— BEGIN Supplied passage —

Wednesday, 4 May 2016

Walk in My Shoes

It's funny how people on Twitter (I'm not on Facebook, but I guess it's the same over there) retweet and like things, but they seldom actually chat. I'm not such a big fan of silence, so I try to talk to people when they send something that touches me one way or the other.

Yesterday, Louise Brealey sent a link to a video about abuse. Even though I'm fine these days (that's a wonder with the amount of stress generated by the launch of our company!), that short video made me cry because it reminded me that my own mother is either in denial about what my abuser did to me or she really believes that I should have been back to normal five minutes after he left.
This is not how it works.
My soul is scratched - but healing.
My heart was broken - but I've found some glue to repair it... though the tiniest pieces are fucking hard to put back where they belong.

When I met my abuser, some people I knew could have warned me against him. They didn't.
It took him six hours to worm his way into my coat of armour and toss me into a tiger trap where I woke up, broken, hurt, lost. Lost... important part of the issue in my case. I couldn't figure out what was going on.

— END Supplied passage —

__Tasks__:
a) In one to three sentences, explain why, according to the Walk in My Shoes blog post, the short video about abuse made the writer cry.
b) Which three words does the Walk in My Shoes blog post use for the state the writer woke up in inside the tiger trap?
c) Resume the Walk in My Shoes blog post after its final sentence.
The lines are separate material with no connection to the blog post.

— BEGIN Source excerpt —

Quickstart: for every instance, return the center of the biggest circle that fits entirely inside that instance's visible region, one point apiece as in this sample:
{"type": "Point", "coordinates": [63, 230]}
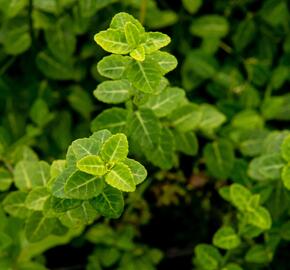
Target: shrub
{"type": "Point", "coordinates": [215, 191]}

— END Source excerpt —

__Answer list__:
a) The video reminded the writer that their own mother is either in denial about what the abuser did or truly believes the writer should have been back to normal five minutes after he left.

b) broken, hurt, lost

c)
One day, I remember thinking, as it's often the case with victims, 'Why do I allow him to do these things to me?' and then... it hit me. It was the wrong question.
The right question was, 'Why does he think he has the right to treat me like this?'
He had no right to hurt me.
Too bad for me, he was a manipulator, and he'd found all my buttons within hours of meeting me, and he could abuse me all he wanted.

Fast forward a few years, and I'm healing.
Yesterday, someone at @BoxRoomFilms tweeted me with kind words after I mentioned being a survivor. That was quite nice. It was 'Hey! Stay strong, fellow human being!'
And this morning, I got this:


Ah.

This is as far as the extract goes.